## Instruction 1
According to the travel account, what was the price of the Taxi Kurir summer special from Arlanda airport to downtown Stockholm?

## Passage given
::::

We started with five nights in Stockholm. I’d heard that Scandinavia is prohibitively expensive. But actually, eating in restaurants is the only thing we found to be expensive—and it is indeed VERY expensive. The cost of hotels was on par with most major cities—and possibly even a little lower. Transportation within—and between—cities, and most of the attractions and museums, were quite reasonably priced—and the gorgeous scenery doesn’t cost a kroner ;-)


I knew little about Stockholm and was completely taken by surprise at its beauty. The architecture and the waterfront views are absolutely stunning. I couldn’t stop taking photos. This is definitely among the most beautiful capitols in the world and I understand why it’s sometimes called the “Venice of the North.”

Continental Nashville to Newark.
SAS Newark to Stockholm was packed and getting any serious sleep in coach was tough. But at least we arrived 25 minutes early, and it took virtually no time to pass through customs.

Ground Transportation:
Taxi Kurir was running a summer special – Arlanda airport to any downtown Stockholm location: (1 – 4 passengers) $65 U.S., and it was well worth not dealing with dragging luggage on trains or buses after flying through the night.

The Clarion Tapto Hotel was chosen primarily for value. $135 per night included breakfast & dinner buffet and free WiFi. The other guests were all European – mostly Swedes.

I was concerned that the Ostermalm location seemed a bit out of the way, but it was only a 15 minute stroll to downtown (Norrmalm), the waterfront, and Gamla Stan attractions. We were actually a bit closer to the Djurgarden attractions than if we had stayed in a more touristy area. We were pleased with the hotel and the quiet, residential area. The hotel is not 5-star luxury, but was a pleasant 3 star. The room was large (by European standards); the bed was quite good; and the shower was HEAVEN. The breakfast buffet was excellent and the dinners were fine. We’re not gourmet “foodies” – and it was good for us to be able to eliminate the expense of dinners. The main course changed every night (burritos; chicken; spicy lasagna …) but there were always nice salads and wonderful artisan breads and cheeses were offered.

We love our coffee and were pleased that the hotel had a free coffee/espresso/cappuccino machine, as well as tea and hot cocoa, available 24 hours in a pleasant lounge. There was also free cake and cookies in the afternoon.

The only meals we bought were lunches. Our favorites were at the Saluhall Food Hall. The quantity and variety of selections were overwhelming--and everything looked beautiful. We had several delicious, reasonably priced lunches there. Highlights included potato pancakes with lingonberry jam, roast chicken, and fresh baked rolls. Another good lunch was at the outdoor café at the Royal Palace.


Historiska Museet ($11) presents Sweden’s history from prehistoric times till the present. Enormous exhibits of medieval art and church altars, and gold jewelry and treasure from Viking times were the highlights. Unfortunately, the displays were dark (for preservation) and we were hideously jet lagged (our first full day). Not a good combination. This is a good museum—but not at the top of our list.

The Vasa Museet ($17.50) held no appeal for me but I went because I’d heard so many rave reviews. Those reviews were well-deserved. The wooden war ship sunk during its 1628 maiden voyage and was recovered, astoundingly intact in 1961. The ship’s intricate carvings were incredible, and the displays and exhibits were superb. This is an absolute must-see.

::::

## Instruction 2
Lay out everything in the rows below, from the line containing "Return the segmentation of every instance of the succulent" down to the end of those rows, as a Markdown table with the columns Num and Content, giving each line its number and its text and leaving out blank lines.

## Items
::::

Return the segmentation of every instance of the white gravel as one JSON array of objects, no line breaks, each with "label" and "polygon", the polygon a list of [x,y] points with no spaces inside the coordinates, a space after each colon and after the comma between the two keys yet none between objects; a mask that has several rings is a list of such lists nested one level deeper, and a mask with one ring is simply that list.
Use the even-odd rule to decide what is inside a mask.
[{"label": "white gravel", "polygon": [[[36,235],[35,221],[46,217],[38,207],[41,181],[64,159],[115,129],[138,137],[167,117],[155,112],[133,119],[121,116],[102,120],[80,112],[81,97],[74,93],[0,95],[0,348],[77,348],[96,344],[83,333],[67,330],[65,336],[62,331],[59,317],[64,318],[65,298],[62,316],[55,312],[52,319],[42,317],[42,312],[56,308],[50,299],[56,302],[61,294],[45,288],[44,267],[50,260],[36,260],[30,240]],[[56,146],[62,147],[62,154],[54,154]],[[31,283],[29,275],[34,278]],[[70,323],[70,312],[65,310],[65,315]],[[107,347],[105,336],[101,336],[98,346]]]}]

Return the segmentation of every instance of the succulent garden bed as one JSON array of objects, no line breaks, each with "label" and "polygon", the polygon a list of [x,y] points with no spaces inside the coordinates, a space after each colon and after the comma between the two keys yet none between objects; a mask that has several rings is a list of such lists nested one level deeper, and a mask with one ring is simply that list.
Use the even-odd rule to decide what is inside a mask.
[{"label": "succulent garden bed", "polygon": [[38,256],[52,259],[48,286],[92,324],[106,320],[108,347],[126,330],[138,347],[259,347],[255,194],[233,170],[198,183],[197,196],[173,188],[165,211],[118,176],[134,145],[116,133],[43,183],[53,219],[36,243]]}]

::::

## Expected answer 1
$65 U.S. for 1 to 4 passengers.

## Expected answer 2
| Num | Content |
|---|---|
| 1 | Return the segmentation of every instance of the succulent garden bed as one JSON array of objects, no line breaks, each with "label" and "polygon", the polygon a list of [x,y] points with no spaces inside the coordinates, a space after each colon and after the comma between the two keys yet none between objects; a mask that has several rings is a list of such lists nested one level deeper, and a mask with one ring is simply that list. |
| 2 | Use the even-odd rule to decide what is inside a mask. |
| 3 | [{"label": "succulent garden bed", "polygon": [[38,256],[52,259],[48,286],[92,324],[106,320],[108,347],[126,330],[138,347],[259,347],[255,194],[233,170],[198,183],[197,196],[173,188],[165,211],[118,176],[134,145],[116,133],[43,183],[53,219],[36,243]]}] |